* TESTO CITATO
⁂

50 giorni in Chiapas




Scritto (87 pagg.) da richiedere all'Associazione S.O.S Mondo Nuovo


«Avevo il presentimento che la fase “itinerante” della mia vita si sarebbe presto conclusa. Prima che si insinuasse dentro di me il malessere della sedentarietà, pensai, dovevo riaprire questi taccuini. Dovevo mettere sulla carta un riassunto delle idee, delle citazioni e degli incontri che mi avevano divertito, che mi tornavano in mente spesso e che speravo avrebbero fatto luce su quello che per me è l’interrogativo primo: qual è la natura dell’inquietudine umana?

In una delle sue pensée più cupe, Pascal disse che la fonte di tutte le nostre sofferenze era l’incapacità di starcene tranquilli in una stanza.

Perché, domandava, un uomo che ha di che vivere sente lo stimolo a trovare un diversivo in qualche lungo viaggio per mare? O a vivere in un’altra città, o a andarsene alla ricerca di un grano di pepe, o in guerra a spaccar teste?

Scoperta la causa delle nostre disgrazie, Pascal volle anche capirne la ragione, e dopo averci riflettuto ne trovò una ottima: e cioè la naturale infelicità della nostra debole condizione mortale; così infelice che, se ci concentriamo su di essa, nulla può consolarci.

Solo una cosa può alleviare la nostra disperazione, ed è lo svago (divertissement); eppure proprio questa è la peggiore di tutte le nostre disgrazie, perché lo svago ci impedisce di pensare a noi stessi e ci porta gradualmente alla rovina.

⁂

* ESTRATTO DELLA FONTE

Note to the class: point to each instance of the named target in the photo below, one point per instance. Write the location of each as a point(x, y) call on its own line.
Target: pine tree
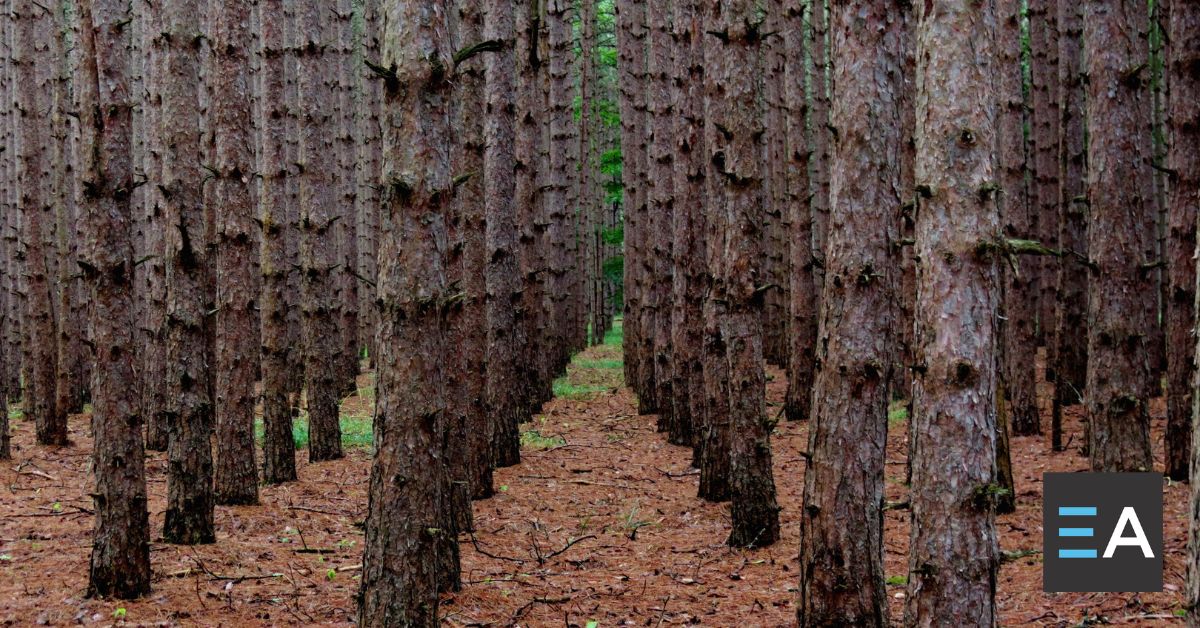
point(841, 537)
point(953, 554)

⁂

* ESERCIZIO SCRITTO
Per favore, rispondi a queste tre domande sul testo citato:
1. A quale associazione si deve richiedere lo scritto?
2. Secondo Pascal, qual è la fonte di tutte le nostre sofferenze?
3. Qual è l'unica cosa che può alleviare la nostra disperazione?

* RISPOSTA ALL'ESERCIZIO
1. All'Associazione S.O.S Mondo Nuovo.
2. L'incapacità di starcene tranquilli in una stanza.
3. Lo svago (divertissement).